§ Passage:
Linen, Hemp, and Other Plant Fibers
Linen comes from the flax plant, and hemp fiber comes from the cannabis plant (a variety bred for fiber, not the psychoactive kind). Both are “bast fibers,” meaning the useful material sits in the stem of the plant rather than in a seed pod like cotton. Their chemical compositions are remarkably similar: both are primarily cellulose with smaller amounts of pectin, lignin, and hemicellulose binding the fibers together.
Turning these plants into usable textile fiber requires breaking down that binding material. The most common method is dew retting, where cut stems are left in the field for weeks so moisture and microorganisms naturally dissolve the pectin. Other approaches include soaking in water (water retting), enzyme treatments, and steam explosion. After retting, the fibers are mechanically separated from the woody core of the stem, then spun using techniques adapted from linen, cotton, or wool spinning systems.
Linen is prized for warm-weather clothing because it conducts heat away from the body and dries quickly. Hemp is more durable and is gaining popularity in casual and workwear. Both remain niche compared to cotton and polyester.
Wood Pulp Fibers: Viscose, Modal, and Lyocell
Sitting between natural and synthetic, semi-synthetic fibers start with plant cellulose (usually from trees) but require heavy chemical processing to become textile-ready. They accounted for about 6% of global fiber production in 2023, totaling 7.9 million tonnes. The most common types are viscose (also called rayon), modal, and lyocell.
Viscose rayon starts with wood that’s mechanically broken down into cellulose pulp, then dissolved in chemicals to create a thick liquid that’s pushed through tiny holes and reformed into fibers. The result feels soft and drapes like silk at a fraction of the cost. Modal uses the same general approach but relies entirely on beechwood trees as its raw material and produces a fiber that’s especially soft and resistant to shrinking. Lyocell (often sold under the brand name Tencel) uses a more flexible process that can work with lower-grade cellulose sources, including bamboo, hemp, cotton byproducts, and even recycled textiles.

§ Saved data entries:
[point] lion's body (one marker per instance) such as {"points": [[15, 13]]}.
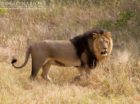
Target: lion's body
{"points": [[83, 52], [60, 51]]}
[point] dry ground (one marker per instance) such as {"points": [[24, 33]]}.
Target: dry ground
{"points": [[116, 81]]}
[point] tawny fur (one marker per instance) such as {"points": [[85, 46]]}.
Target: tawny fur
{"points": [[63, 53]]}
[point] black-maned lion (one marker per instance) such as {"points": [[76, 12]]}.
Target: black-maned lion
{"points": [[83, 51]]}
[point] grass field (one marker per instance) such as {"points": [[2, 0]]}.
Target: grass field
{"points": [[115, 81]]}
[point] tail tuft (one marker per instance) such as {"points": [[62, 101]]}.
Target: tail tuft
{"points": [[13, 61]]}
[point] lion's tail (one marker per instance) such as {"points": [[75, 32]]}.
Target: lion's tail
{"points": [[14, 60]]}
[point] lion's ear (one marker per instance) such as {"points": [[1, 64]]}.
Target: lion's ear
{"points": [[95, 35], [108, 34]]}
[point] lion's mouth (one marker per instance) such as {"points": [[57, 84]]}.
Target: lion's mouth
{"points": [[104, 53]]}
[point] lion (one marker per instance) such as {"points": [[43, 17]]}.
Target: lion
{"points": [[83, 52]]}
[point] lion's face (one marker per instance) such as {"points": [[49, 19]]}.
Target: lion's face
{"points": [[102, 45]]}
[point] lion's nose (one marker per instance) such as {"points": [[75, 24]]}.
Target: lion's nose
{"points": [[105, 48]]}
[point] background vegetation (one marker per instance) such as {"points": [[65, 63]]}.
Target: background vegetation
{"points": [[116, 81]]}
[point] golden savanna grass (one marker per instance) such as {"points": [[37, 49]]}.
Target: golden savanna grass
{"points": [[114, 81]]}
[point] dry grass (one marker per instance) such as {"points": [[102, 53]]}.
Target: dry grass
{"points": [[116, 81]]}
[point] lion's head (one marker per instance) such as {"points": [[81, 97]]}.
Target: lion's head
{"points": [[102, 45]]}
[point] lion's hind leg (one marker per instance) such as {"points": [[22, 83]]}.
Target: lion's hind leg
{"points": [[46, 68], [36, 65]]}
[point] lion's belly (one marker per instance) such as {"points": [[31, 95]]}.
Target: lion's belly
{"points": [[64, 52]]}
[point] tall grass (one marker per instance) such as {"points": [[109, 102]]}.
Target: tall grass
{"points": [[114, 81]]}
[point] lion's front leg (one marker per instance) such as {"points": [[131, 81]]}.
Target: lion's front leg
{"points": [[84, 72], [45, 75]]}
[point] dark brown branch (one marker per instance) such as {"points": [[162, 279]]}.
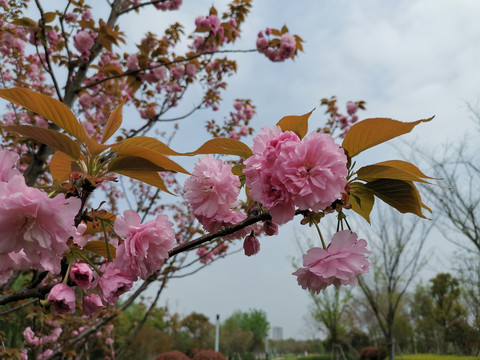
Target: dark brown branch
{"points": [[48, 66], [119, 353], [252, 219], [141, 5]]}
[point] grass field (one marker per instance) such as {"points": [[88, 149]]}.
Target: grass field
{"points": [[439, 357], [405, 357]]}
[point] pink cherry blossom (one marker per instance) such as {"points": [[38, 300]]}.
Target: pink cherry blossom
{"points": [[30, 337], [191, 69], [340, 264], [113, 283], [285, 172], [91, 304], [251, 245], [314, 173], [146, 245], [82, 275], [7, 161], [83, 42], [62, 298], [212, 190], [270, 228], [177, 72], [132, 62], [32, 222]]}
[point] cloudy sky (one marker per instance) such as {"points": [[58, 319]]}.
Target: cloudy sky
{"points": [[407, 59]]}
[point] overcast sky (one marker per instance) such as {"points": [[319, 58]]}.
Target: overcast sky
{"points": [[407, 59]]}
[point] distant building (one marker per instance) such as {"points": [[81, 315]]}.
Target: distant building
{"points": [[277, 333]]}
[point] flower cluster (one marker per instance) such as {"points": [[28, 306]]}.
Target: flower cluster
{"points": [[212, 192], [34, 228], [286, 172], [277, 49], [339, 264]]}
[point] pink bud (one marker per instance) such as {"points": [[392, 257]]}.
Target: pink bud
{"points": [[91, 304], [351, 108], [82, 275], [270, 228], [62, 298], [251, 245]]}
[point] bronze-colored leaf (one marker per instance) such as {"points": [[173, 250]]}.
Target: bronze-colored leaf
{"points": [[362, 200], [148, 177], [145, 142], [370, 132], [48, 137], [297, 124], [161, 161], [223, 146], [399, 194], [394, 169], [48, 107], [49, 17], [61, 166], [113, 123]]}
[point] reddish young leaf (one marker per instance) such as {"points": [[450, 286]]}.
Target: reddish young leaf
{"points": [[146, 143], [113, 123], [48, 137], [48, 107], [161, 161], [394, 169], [99, 247], [296, 123], [148, 177], [370, 132], [362, 200], [401, 195], [61, 166], [223, 146]]}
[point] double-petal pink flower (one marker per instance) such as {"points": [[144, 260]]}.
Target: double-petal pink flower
{"points": [[339, 264]]}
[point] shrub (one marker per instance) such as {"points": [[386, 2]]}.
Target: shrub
{"points": [[172, 355], [208, 355]]}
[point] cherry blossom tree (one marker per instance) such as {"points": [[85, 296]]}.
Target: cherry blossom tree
{"points": [[66, 252]]}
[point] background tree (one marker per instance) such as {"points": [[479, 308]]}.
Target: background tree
{"points": [[329, 310], [397, 244], [244, 332]]}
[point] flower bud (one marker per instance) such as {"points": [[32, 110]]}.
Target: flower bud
{"points": [[251, 245], [270, 228]]}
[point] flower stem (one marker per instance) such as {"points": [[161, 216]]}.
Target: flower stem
{"points": [[321, 237], [106, 241], [88, 261], [67, 274]]}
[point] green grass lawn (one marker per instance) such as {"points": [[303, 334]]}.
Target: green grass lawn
{"points": [[405, 357]]}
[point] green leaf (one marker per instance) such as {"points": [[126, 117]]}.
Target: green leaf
{"points": [[297, 124], [370, 132], [399, 194], [99, 247], [223, 146], [362, 200], [113, 123], [48, 137], [48, 107], [394, 169]]}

§ Exercise requirements:
(A) Answer these questions on the passage about textile fibers:
(i) What happens to the cut stems in dew retting?
(ii) What share of global fiber production did semi-synthetic fibers account for in 2023?
(iii) Which trees does modal use as its raw material?
(B) Could you carry on the passage about textile fibers from where it ends?
You can set the lines aside; nothing here depends on them.

§ Results for each task:
(A)
(i) The stems are left in the field for weeks so moisture and microorganisms naturally dissolve the pectin.
(ii) About 6%, totaling 7.9 million tonnes.
(iii) Beechwood trees.

(B)
One less obvious raw material in this category is cotton linters, the short fuzz left on cotton seeds after the longer fibers are removed for spinning. These linters are a byproduct of cottonseed oil production and serve as the cellulose source for cupro, a type of rayon with a particularly silky feel. Since linters are a waste product that would otherwise go unused, they’re considered a more sustainable starting point than harvesting hardwood trees.
How the Market Breaks Down
The overall picture of clothing raw materials in 2023 looks like this:
- Polyester and other synthetics: roughly 64% of all fiber, dominated by polyester at 57%. This includes nylon, spandex, and acrylic.
- Cotton: about 20% of global production at 24.4 million tonnes, down slightly from the year before.
- Wood-based semi-synthetics: 6% of the market, growing slowly as brands look for alternatives to petroleum.
- Wool and animal fibers: around 1%, with sheep wool making up the vast majority.
- Other plant fibers: linen, hemp, jute, and similar bast fibers fill a small remaining share.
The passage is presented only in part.